What is needed:
Can you rewrite these rows with "innermost point" changed to "center point" and nothing else altered?

** START OF Dataset excerpts **

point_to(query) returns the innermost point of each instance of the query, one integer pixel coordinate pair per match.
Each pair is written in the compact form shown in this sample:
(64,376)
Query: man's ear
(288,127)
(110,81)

** END OF Dataset excerpts **

Final result:
point_to(query) returns the center point of each instance of the query, one integer pixel coordinate pair per match.
Each pair is written in the compact form shown in this sample:
(64,376)
Query: man's ear
(288,127)
(110,81)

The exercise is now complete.